- EXCERPTED PASSAGE:

%%

Diaries Magazine

Fiction Fridays: Darn You Elin Hilderbrand (in the Nicest Way Possible)

Posted on the 07 October 2011 by Shawndrarussell

I have been beckoned by Elin Hilderbrand's books the past few months. I felt like I was seeing them everywhere, and each time, I resisted. I just simply was not in a place where I needed to get obsessed with yet another writer (thanks, Emily Giffin, Marisa de Los Santos, Suzanne Collins, Sara Groen). I knew Hilderbrand had quite a few books published, and if I read one and fell in love with it, then I would want to read all her works.
Darn her.
I was visiting my family in Ohio when I glanced at my mom's bookcase and what do I see? The Island by Elin Hilderbrand. How in the world could I possibly pass up the chance to read her now? I know my mom had already finished it (night stand means in progress, bookcase means finished), and I had some time on my hands since I would be traveling. So, I opened the book and strangely hoped that it would just be fluffy chick lit that I could enjoy without getting too emotionally attached or jarred.

%%

- GIVEN RECORDS:
%%

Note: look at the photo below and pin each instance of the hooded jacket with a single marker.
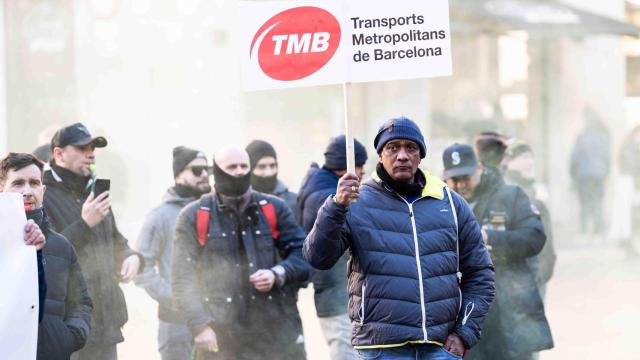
(403, 285)
(67, 311)
(155, 244)
(100, 250)
(210, 283)
(330, 286)
(516, 234)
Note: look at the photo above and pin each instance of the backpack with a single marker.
(203, 216)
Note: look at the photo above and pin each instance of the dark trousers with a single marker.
(174, 341)
(265, 333)
(96, 352)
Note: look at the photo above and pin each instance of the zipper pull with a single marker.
(467, 312)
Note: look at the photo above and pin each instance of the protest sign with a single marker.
(308, 43)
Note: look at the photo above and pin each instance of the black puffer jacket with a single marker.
(210, 284)
(67, 311)
(100, 251)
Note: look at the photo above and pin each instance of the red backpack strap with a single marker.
(269, 211)
(203, 215)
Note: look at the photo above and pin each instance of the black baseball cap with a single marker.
(459, 160)
(77, 135)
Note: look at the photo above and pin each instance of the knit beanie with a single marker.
(400, 128)
(258, 149)
(335, 155)
(182, 156)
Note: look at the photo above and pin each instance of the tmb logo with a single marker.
(296, 43)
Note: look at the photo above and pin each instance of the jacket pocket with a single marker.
(362, 304)
(55, 339)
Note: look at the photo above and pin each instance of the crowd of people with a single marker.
(404, 264)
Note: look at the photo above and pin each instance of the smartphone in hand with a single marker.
(101, 186)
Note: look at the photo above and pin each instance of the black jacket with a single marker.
(516, 234)
(67, 319)
(100, 251)
(330, 286)
(210, 284)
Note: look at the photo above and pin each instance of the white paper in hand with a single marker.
(19, 282)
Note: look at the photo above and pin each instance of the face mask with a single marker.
(188, 191)
(230, 185)
(264, 184)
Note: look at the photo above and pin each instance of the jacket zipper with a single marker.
(460, 301)
(364, 288)
(415, 241)
(467, 312)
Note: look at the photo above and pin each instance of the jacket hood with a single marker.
(317, 179)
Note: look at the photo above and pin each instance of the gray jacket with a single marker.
(155, 243)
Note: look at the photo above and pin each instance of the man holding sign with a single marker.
(67, 313)
(420, 277)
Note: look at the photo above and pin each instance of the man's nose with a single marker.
(403, 155)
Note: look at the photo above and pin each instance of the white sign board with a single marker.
(306, 43)
(19, 282)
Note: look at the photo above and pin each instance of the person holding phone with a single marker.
(88, 222)
(155, 243)
(67, 310)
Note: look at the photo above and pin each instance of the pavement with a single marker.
(593, 305)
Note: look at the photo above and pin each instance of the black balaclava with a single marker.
(39, 217)
(404, 189)
(230, 185)
(264, 184)
(257, 150)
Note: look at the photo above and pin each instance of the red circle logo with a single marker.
(296, 43)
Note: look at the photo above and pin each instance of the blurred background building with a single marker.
(153, 74)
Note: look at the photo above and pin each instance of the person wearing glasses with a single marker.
(155, 243)
(420, 277)
(88, 222)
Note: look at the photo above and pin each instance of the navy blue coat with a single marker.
(330, 286)
(402, 273)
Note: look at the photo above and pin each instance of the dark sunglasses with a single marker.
(197, 170)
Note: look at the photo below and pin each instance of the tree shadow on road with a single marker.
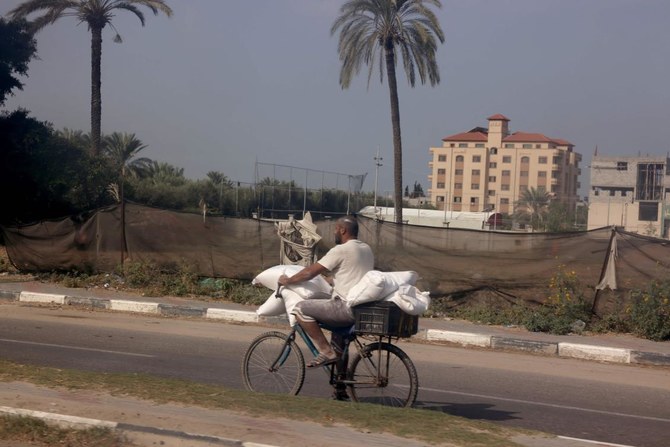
(479, 411)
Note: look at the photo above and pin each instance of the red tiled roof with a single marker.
(498, 116)
(562, 142)
(526, 137)
(467, 136)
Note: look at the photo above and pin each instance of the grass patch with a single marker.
(432, 427)
(38, 433)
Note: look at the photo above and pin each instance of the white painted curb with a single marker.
(61, 420)
(134, 306)
(590, 352)
(461, 338)
(34, 297)
(234, 315)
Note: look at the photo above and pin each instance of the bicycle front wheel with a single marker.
(273, 364)
(382, 373)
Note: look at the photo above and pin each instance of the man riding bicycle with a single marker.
(347, 262)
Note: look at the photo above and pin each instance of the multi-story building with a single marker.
(630, 192)
(489, 168)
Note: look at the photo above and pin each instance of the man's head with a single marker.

%%

- WRITTEN INSTRUCTION A:
According to the blog post, what does a book on the night stand signify?
- WRITTEN INSTRUCTION B:
Rewrite the entries from the line containing "coat with a single marker." down to the last of the entries, replacing "bicycle" with "bike" and keeping everything else the same. Leave the pictures out of your answer.

- WRITTEN REPLY A:
It means the book is in progress.

- WRITTEN REPLY B:
Note: look at the photo above and pin each instance of the navy blue coat with a single marker.
(330, 286)
(402, 273)
Note: look at the photo above and pin each instance of the dark sunglasses with a single marker.
(197, 170)
Note: look at the photo below and pin each instance of the tree shadow on road with a single marker.
(479, 411)
Note: look at the photo above and pin each instance of the red tiled roof with a single marker.
(498, 116)
(562, 142)
(526, 137)
(467, 136)
Note: look at the photo above and pin each instance of the grass patch with a single marker.
(432, 427)
(38, 433)
Note: look at the photo above and pin each instance of the white painted curb with a single marker.
(61, 420)
(134, 306)
(590, 352)
(461, 338)
(34, 297)
(234, 315)
Note: look at the photo above and pin each instance of the bike front wheel with a single marker.
(273, 364)
(382, 373)
Note: look at the photo above and pin each instance of the man riding bike with a single marker.
(347, 262)
Note: look at the photo above and pin each instance of the multi-story building with a single marker.
(630, 192)
(489, 168)
Note: look at the photo above and pin each instance of the man's head with a single marker.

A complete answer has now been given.